Brano da leggere
Ritiene il ricorrente che, a norma dell'art. 172 c.d.s., i passeggeri
hanno l'obbligo di indossare la cintura di sicurezza in qualsiasi
situazione di marcia, con conseguente sanzione amministrativa a loro
carico, in caso di inadempienza, e che solo in caso di trasportato minore
risponde il conducente di detto mancato uso delle cinture.
Ciò comporta che, poiché del mancato uso della cintura doveva rispondere
solo la L., avendo il c.t.u. ritenuto che detta mancanza avesse
contribuito nella misura del 50%, alla produzione del sinistro, detto
concorso di colpa non poteva essere ridotto al 30%.
Secondo il ricorrente ciò comporta anche una violazione dell'art. 1227,
comma 1, c.c., sulla base del quale il danneggiato non può ottenere il
risarcimento del danno, per la parte di cui è stato causa.
Inoltre il ricorrente lamenta il vizio di motivazione dell'impugnata
sentenza, in quanto, date le circostanze di tempo (era di notte e vi era
un temporale), egli non poteva accertarsi che la L. indossasse
costantemente le cinture. Inoltre, secondo il ricorrente, tenuto conto
delle modalità dell'incidente, se la L. avesse indossato la cintura, non
sarebbe stata sbalzata fuori dall'auto, con la conseguenza che non avrebbe
avuto le gravi lesioni sofferte, per lo sbalzo fuori dalla vettura e
l'urto con il capo sull'asfalto, come non le aveva avute il conducente,
che indossava la cintura e che uscì indenne dall'auto.
2.1. Ritiene questa Corte che il motivo è infondato e che lo stesso va
rigettato.
Quanto alla prima censura va preliminarmente rilevato che, contrariamente
all'assunto delle parti e della stessa sentenza, nella fattispecie non
trova applicazione l'art. 172 c.d.s. d.lgs. 30 aprile 1992.

Elenco delle voci
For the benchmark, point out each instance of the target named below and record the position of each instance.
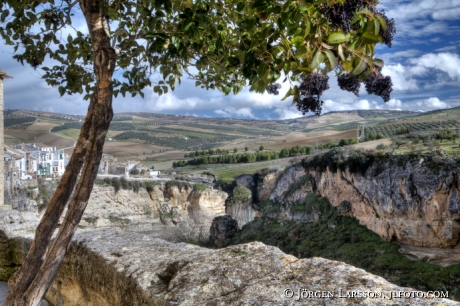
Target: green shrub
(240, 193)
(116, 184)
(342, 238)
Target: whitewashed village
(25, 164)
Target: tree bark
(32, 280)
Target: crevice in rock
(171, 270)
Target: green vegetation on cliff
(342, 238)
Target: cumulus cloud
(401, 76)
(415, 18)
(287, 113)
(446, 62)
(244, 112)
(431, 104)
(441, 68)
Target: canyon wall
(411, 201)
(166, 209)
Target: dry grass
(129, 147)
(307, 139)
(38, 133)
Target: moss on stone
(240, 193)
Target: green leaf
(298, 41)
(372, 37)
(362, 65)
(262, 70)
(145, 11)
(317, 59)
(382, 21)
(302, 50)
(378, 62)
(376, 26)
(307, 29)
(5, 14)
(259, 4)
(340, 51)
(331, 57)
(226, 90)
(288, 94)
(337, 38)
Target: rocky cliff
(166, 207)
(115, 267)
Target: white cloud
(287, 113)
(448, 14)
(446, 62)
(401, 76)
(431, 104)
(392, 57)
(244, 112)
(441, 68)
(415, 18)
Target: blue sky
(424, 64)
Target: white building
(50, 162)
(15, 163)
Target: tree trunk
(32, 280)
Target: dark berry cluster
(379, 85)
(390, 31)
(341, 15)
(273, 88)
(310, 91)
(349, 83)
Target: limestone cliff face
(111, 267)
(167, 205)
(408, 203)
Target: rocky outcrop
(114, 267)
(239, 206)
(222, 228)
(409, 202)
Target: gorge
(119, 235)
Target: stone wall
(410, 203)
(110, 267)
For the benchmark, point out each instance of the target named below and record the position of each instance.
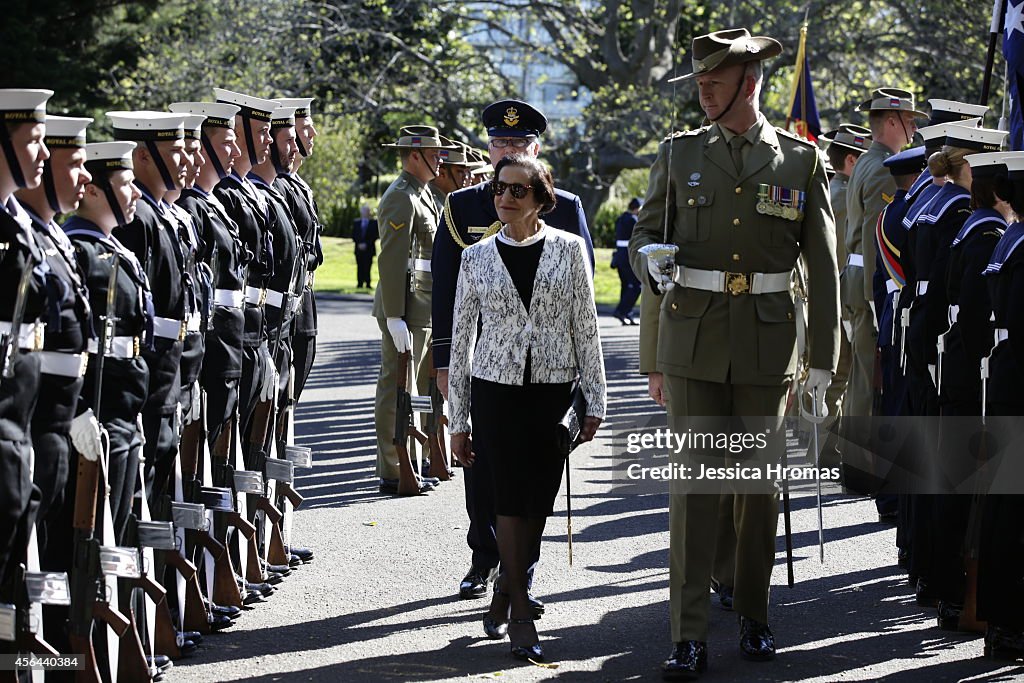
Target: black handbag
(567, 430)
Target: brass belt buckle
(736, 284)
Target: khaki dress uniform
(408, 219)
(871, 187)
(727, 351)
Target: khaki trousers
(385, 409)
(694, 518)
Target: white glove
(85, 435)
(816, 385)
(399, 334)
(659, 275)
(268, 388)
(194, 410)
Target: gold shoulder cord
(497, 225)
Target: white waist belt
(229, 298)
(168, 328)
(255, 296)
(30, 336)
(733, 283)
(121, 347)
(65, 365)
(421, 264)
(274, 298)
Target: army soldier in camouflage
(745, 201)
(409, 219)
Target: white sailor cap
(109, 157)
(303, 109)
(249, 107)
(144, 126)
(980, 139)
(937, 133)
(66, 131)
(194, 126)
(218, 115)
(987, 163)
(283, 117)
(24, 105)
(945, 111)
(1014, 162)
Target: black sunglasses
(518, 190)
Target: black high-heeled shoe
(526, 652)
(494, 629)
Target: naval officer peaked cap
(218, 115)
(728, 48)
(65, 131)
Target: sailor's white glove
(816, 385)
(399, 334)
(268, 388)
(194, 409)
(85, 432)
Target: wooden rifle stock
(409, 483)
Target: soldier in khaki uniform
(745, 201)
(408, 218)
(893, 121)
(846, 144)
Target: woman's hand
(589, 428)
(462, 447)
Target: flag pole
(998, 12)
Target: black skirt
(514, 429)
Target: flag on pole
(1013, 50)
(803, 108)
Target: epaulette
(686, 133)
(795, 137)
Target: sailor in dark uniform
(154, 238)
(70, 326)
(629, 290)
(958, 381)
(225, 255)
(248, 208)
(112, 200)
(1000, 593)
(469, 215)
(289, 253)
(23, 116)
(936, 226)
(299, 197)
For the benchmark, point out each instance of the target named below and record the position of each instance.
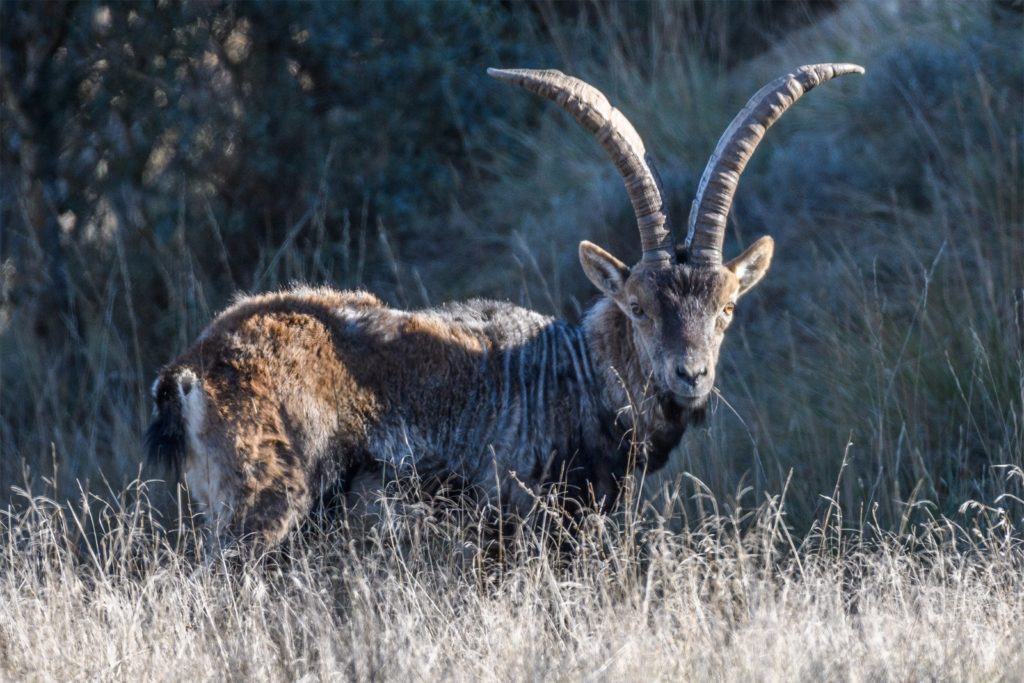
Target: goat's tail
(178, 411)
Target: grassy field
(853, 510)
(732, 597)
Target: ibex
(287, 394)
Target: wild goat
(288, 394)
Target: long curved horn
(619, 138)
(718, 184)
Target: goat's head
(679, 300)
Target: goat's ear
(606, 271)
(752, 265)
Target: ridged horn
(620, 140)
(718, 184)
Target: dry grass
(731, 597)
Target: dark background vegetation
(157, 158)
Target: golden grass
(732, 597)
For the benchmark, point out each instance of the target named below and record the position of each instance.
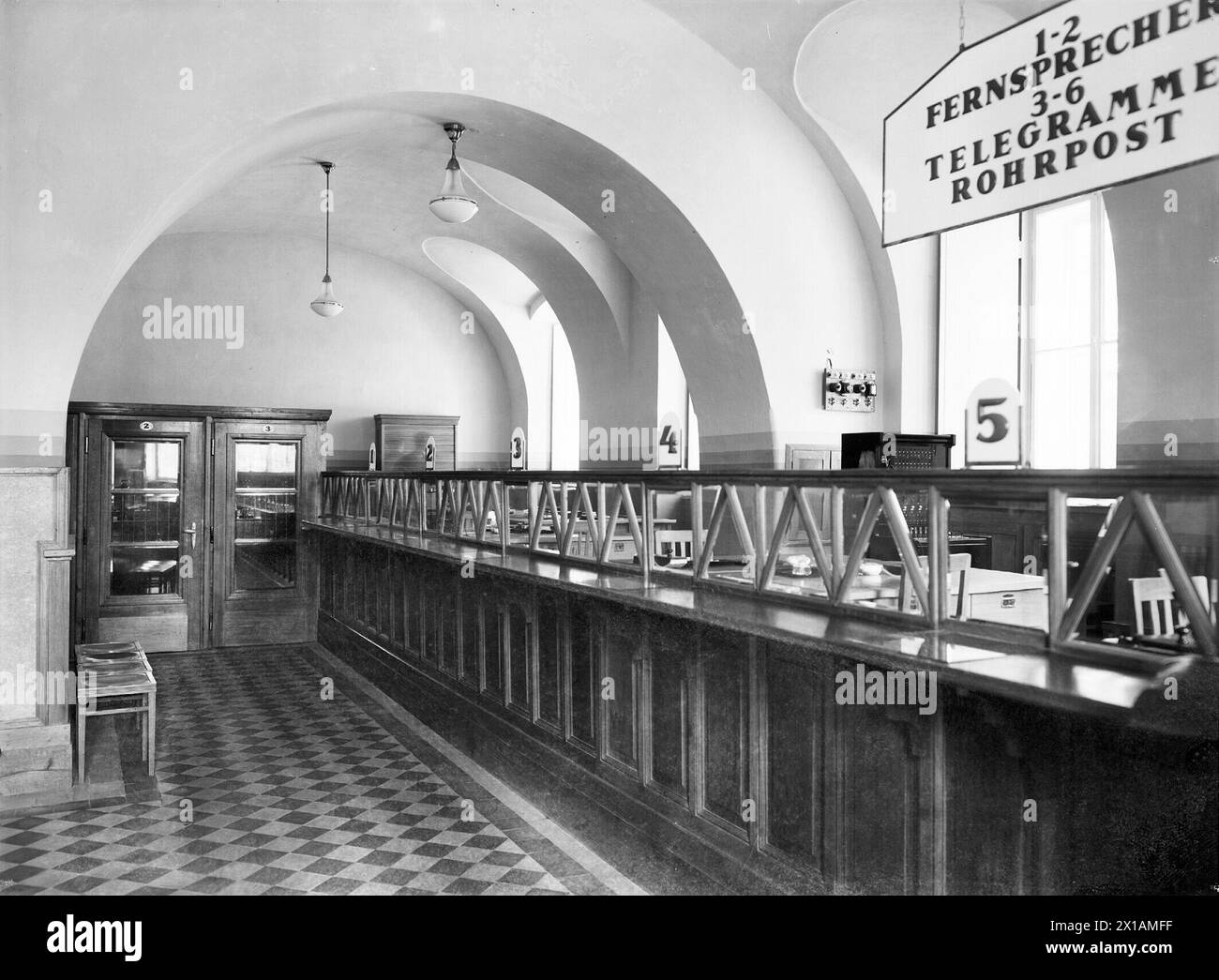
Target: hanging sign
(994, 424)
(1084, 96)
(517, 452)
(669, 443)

Requisiti
Trascrivi parola per parola il tratto del brano sulla cintura di sicurezza che va da "Inoltre il ricorrente" fino a "30 aprile 1992." incluso. Le voci costituiscono un materiale a sé, distinto dal brano.

Soluzione del compito
Inoltre il ricorrente lamenta il vizio di motivazione dell'impugnata
sentenza, in quanto, date le circostanze di tempo (era di notte e vi era
un temporale), egli non poteva accertarsi che la L. indossasse
costantemente le cinture. Inoltre, secondo il ricorrente, tenuto conto
delle modalità dell'incidente, se la L. avesse indossato la cintura, non
sarebbe stata sbalzata fuori dall'auto, con la conseguenza che non avrebbe
avuto le gravi lesioni sofferte, per lo sbalzo fuori dalla vettura e
l'urto con il capo sull'asfalto, come non le aveva avute il conducente,
che indossava la cintura e che uscì indenne dall'auto.
2.1. Ritiene questa Corte che il motivo è infondato e che lo stesso va
rigettato.
Quanto alla prima censura va preliminarmente rilevato che, contrariamente
all'assunto delle parti e della stessa sentenza, nella fattispecie non
trova applicazione l'art. 172 c.d.s. d.lgs. 30 aprile 1992.